Vorliegender Text ▸
Das US-Epos und weitere nationale Heiligtümer

Der englische "Guardian" zählte vor einiger Zeit einmal die seiner Meinung nach 100 besten Romane aller Zeiten auf: Klarer Fall von "Listomania". Der Mensch muss immer sortieren, einordnen, abheften, das Chaos auf die Reihe kriegen. Unnötig zu sagen, dass derlei Unternehmungen manchmal ganz schön subjektiv sind: Selbst die Entscheidung, was richtig ist und was falsch, was gut ist und was böse, ist nicht immer leicht zu fällen.

Wie schwer wird es da erst mit ästhetischen, mit Geschmacksurteilen? Die 100 besten Romane also, aufgezählt in einer englischen Zeitung: Kein Wunder, dass da die angelsächsische und insbesondere die britische Literatur mit vielen Werken vertreten ist. Die Nummer eins, vor Titeln wie Daniel Defoes "Robinson Crusoe", Jonathan Swifts "Gullivers Reisen" und Henry Fieldings "Tom Jones", ist allerdings Miguel de Cervantes' "Don Quichotte". Kann man mit leben. Das gilt nicht für den schwachbrüstigen Auftritt der deutschsprachigen Literatur: nur Kafka, Grass und Sebald.

Damit ist sie unterrepräsentiert, aber eine Liste, über die man nicht streitet, ist genauso fad wie eine, in der die Vorlieben des Zusammenträgers nicht klar erkennbar sind. Dann lässt sich so schön darauf schimpfen: auf die Überbewertung einer bestimmten Zeitepoche zum Beispiel. Warum, zum Geier, ist "Der große Gatsby", F. Scott Fitzgeralds großer Roman aus dem Jahr 1925, nur auf Platz 48? Englische Ignoranz ist wie Nebel, wie eine dicke Suppe über den Feldern der Literatur. Bloß nicht den Durchblick verlieren!

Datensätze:

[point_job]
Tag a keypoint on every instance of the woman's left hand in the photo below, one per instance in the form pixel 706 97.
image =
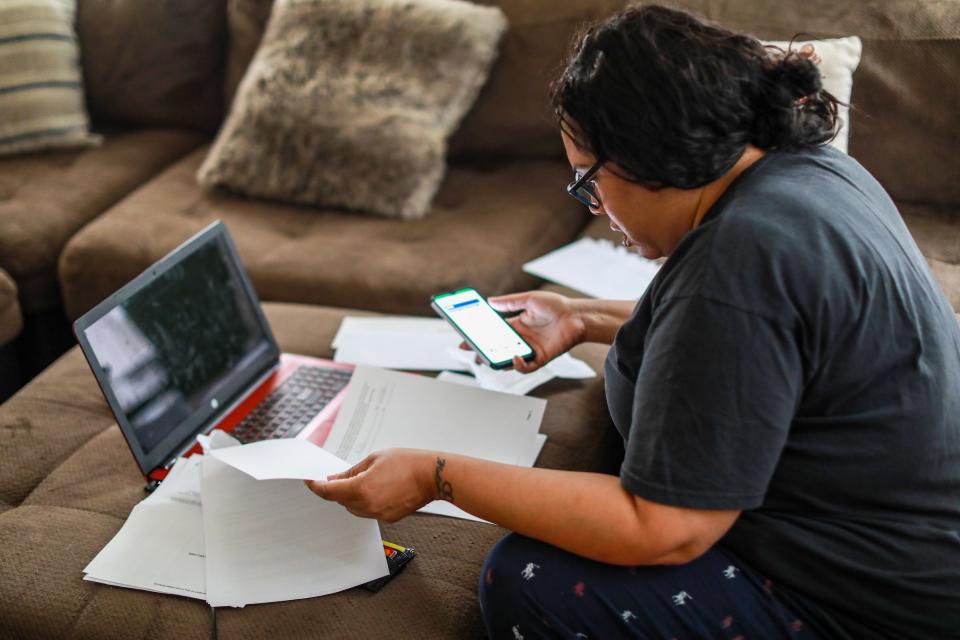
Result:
pixel 387 485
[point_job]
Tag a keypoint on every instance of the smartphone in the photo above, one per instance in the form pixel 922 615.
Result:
pixel 492 337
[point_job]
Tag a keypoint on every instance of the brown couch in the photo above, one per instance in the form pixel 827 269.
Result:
pixel 503 201
pixel 11 321
pixel 66 478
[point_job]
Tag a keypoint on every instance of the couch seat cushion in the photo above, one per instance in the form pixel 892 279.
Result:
pixel 46 198
pixel 92 483
pixel 485 223
pixel 10 319
pixel 937 232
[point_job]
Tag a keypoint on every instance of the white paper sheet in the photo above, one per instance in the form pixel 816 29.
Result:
pixel 384 409
pixel 514 382
pixel 458 378
pixel 287 458
pixel 396 342
pixel 597 268
pixel 352 326
pixel 444 508
pixel 160 547
pixel 274 540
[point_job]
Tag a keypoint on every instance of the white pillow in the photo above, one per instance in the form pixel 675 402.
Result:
pixel 839 58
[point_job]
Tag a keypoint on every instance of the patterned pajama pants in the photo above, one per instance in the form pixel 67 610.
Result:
pixel 529 590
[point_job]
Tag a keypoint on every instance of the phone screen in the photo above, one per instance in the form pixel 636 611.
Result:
pixel 482 325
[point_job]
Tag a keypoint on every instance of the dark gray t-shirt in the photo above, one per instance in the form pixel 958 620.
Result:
pixel 795 359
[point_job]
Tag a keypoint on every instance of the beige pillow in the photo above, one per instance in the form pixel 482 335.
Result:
pixel 349 103
pixel 41 93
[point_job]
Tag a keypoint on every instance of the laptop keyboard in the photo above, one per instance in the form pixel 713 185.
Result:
pixel 292 405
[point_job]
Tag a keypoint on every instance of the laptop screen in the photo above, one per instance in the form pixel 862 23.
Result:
pixel 173 351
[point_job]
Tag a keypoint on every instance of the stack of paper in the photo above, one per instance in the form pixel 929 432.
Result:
pixel 598 268
pixel 396 342
pixel 384 409
pixel 237 526
pixel 259 535
pixel 269 538
pixel 412 344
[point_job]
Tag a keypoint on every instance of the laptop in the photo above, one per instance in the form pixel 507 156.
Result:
pixel 184 349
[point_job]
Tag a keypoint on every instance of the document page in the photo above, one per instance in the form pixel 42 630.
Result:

Aufgabe A ▸ Welcher Roman belegt laut dem Text über die Romanliste des „Guardian“ den ersten Platz?
Aufgabe B ▸ Prüfen Sie, ob die folgenden Aussagen mit dem Text über die Romanliste des „Guardian“ übereinstimmen, und belegen Sie jede Entscheidung mit einem wörtlichen Zitat: (i) Die deutschsprachige Literatur ist in der Liste nur mit Kafka, Grass und Sebald vertreten. (ii) Die Liste wurde von einer amerikanischen Zeitung erstellt. (iii) „Der große Gatsby“ steht auf Platz 48.
Aufgabe C ▸ Führen Sie den Text über die Romanliste des „Guardian“ im Anschluss an seinen letzten Satz fort.

Antwort A ▸ Miguel de Cervantes' „Don Quichotte“.

Antwort B ▸
(i) Ja: „nur Kafka, Grass und Sebald“
(ii) Nein: „aufgezählt in einer englischen Zeitung“
(iii) Ja: „nur auf Platz 48“

Antwort C ▸
Wofür hätten die Amerikaner anstelle der Engländer votiert? Ganz sicher weitaus mehr für Romane, die etwas weniger alt sind als die auf der "Guardian"-Liste. Die Geschichte Amerikas ist eine verhältnismäßig kurze, und so nähme es nicht wunder, stünde Fitzgeralds "Great American Novel" an der Spitze, die eben den unvergleichlichen Namen "The Great Gatsby" trägt. Dieser Roman gehört zum nationalen Kulturerbe in Übersee.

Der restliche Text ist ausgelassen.